### Directions
From the line containing "like [[187, 400]]." to the end of the listing, write out every line exactly; leave out everything else.

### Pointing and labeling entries
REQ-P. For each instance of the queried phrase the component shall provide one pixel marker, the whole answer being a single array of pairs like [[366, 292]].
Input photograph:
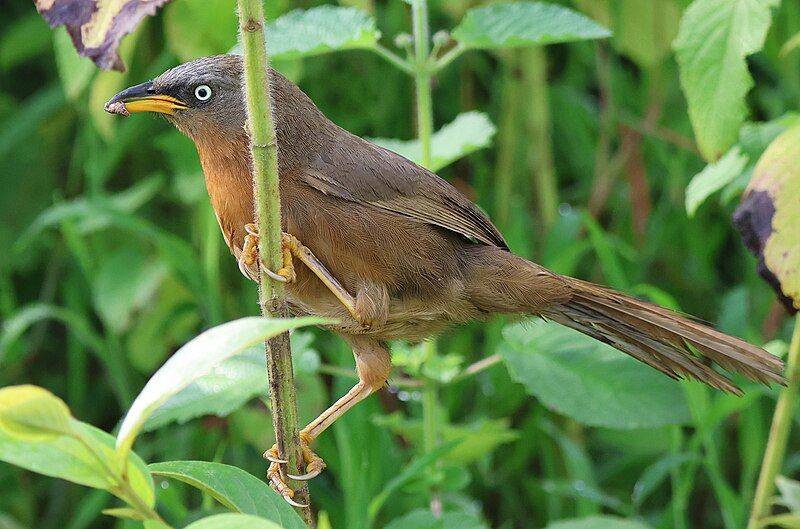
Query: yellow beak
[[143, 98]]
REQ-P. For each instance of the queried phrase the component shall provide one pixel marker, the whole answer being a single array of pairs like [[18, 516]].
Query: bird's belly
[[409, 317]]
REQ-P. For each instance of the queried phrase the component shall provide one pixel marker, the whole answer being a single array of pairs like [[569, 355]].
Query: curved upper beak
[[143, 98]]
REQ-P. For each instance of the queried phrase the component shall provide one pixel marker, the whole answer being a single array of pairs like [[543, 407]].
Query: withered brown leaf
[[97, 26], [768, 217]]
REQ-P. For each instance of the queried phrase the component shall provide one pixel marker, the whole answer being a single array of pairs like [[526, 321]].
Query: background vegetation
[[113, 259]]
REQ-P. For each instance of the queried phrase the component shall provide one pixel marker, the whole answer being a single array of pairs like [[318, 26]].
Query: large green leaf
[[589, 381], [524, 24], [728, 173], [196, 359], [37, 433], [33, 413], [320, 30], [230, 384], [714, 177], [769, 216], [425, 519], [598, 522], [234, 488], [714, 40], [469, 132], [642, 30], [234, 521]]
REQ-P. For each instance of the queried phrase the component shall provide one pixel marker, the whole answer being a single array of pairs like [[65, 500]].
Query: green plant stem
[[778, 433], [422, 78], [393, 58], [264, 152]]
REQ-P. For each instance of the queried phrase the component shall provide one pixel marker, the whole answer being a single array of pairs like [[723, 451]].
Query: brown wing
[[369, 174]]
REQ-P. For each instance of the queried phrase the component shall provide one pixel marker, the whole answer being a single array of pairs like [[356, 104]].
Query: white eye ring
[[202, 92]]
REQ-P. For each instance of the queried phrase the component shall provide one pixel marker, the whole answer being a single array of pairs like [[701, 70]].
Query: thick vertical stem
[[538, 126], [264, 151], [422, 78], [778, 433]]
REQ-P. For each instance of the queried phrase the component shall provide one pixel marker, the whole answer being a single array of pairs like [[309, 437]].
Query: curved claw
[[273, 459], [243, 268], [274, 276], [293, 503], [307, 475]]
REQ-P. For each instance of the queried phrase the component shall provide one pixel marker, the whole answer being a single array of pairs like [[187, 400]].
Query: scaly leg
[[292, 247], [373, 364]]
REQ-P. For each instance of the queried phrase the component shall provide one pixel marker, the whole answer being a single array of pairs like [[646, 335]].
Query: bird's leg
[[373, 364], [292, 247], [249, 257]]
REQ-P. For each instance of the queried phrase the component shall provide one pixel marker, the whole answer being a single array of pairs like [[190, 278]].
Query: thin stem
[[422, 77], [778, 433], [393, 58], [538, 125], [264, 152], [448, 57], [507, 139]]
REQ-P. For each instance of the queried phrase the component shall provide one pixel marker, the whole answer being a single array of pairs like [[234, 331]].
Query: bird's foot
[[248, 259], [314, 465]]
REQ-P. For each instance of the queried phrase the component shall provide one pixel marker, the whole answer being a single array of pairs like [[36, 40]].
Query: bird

### Reply to the task
REQ-P. For each instance of the queried phrase the component shall provide one pixel marker, the whole answer being a single array of pairs like [[187, 400]].
Query: scaly leg
[[292, 247], [373, 364]]
REQ-P. For each instance of the queried phrase the component shall provide one pixel marker, the whole answer being a single array of pairs like [[646, 335]].
Query: bird's leg
[[373, 364], [292, 247], [249, 257]]
REQ-P. For each instance of the queried phrase the component shall provide one pixel marker, the whole answer being a single array of pairs like [[190, 278]].
Query: thin stem
[[422, 77], [778, 433], [393, 58], [538, 125], [264, 152], [448, 57], [507, 139]]
REQ-P. For each instance of the queried phrase the component shall provide one pixel marker, the whole answer being a single array of pairs like [[234, 331]].
Query: bird's foot
[[248, 259], [314, 465]]
REQ-P. For each instance of the queried phrase the component shall provide one pixel marker, the whole answer being a single array of pairs like [[36, 40]].
Query: bird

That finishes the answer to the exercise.